→ EXCERPTED RECORDS:
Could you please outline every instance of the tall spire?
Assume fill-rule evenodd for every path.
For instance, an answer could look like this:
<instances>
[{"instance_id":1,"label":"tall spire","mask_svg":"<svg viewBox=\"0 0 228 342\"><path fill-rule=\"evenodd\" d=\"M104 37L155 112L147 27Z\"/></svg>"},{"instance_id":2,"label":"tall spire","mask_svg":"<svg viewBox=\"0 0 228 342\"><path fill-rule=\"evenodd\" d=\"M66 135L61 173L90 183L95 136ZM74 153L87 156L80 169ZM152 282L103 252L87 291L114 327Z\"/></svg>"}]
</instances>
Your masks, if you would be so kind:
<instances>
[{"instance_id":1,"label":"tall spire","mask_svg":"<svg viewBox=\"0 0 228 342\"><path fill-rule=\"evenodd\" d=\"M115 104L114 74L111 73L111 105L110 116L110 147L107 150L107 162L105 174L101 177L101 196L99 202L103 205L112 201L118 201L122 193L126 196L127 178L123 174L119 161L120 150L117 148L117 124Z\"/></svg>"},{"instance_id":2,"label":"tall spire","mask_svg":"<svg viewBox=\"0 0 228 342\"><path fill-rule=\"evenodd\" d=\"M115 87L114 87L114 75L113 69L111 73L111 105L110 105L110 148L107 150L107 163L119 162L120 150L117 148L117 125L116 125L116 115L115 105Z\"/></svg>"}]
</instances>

→ WORK INSTRUCTIONS: Copy out every one of the lines above verbatim, with nothing altered, added, or left out.

→ ANSWER TO THE TASK:
Could you please outline every instance of the tall spire?
Assume fill-rule evenodd for every path.
For instance, an answer could look like this:
<instances>
[{"instance_id":1,"label":"tall spire","mask_svg":"<svg viewBox=\"0 0 228 342\"><path fill-rule=\"evenodd\" d=\"M104 37L155 112L147 27Z\"/></svg>"},{"instance_id":2,"label":"tall spire","mask_svg":"<svg viewBox=\"0 0 228 342\"><path fill-rule=\"evenodd\" d=\"M66 135L61 173L90 183L95 136ZM74 153L87 156L80 169ZM152 282L103 252L87 291L114 327Z\"/></svg>"}]
</instances>
Your masks, if you would be so kind:
<instances>
[{"instance_id":1,"label":"tall spire","mask_svg":"<svg viewBox=\"0 0 228 342\"><path fill-rule=\"evenodd\" d=\"M115 104L114 74L111 73L111 105L110 116L110 147L107 150L107 162L105 174L101 177L101 196L99 202L103 205L112 201L118 201L122 193L126 196L127 178L123 174L119 161L120 150L117 148L117 124Z\"/></svg>"},{"instance_id":2,"label":"tall spire","mask_svg":"<svg viewBox=\"0 0 228 342\"><path fill-rule=\"evenodd\" d=\"M115 87L114 87L114 75L113 69L111 73L111 105L110 105L110 148L107 150L107 163L119 162L120 150L117 148L117 125L116 125L116 115L115 105Z\"/></svg>"}]
</instances>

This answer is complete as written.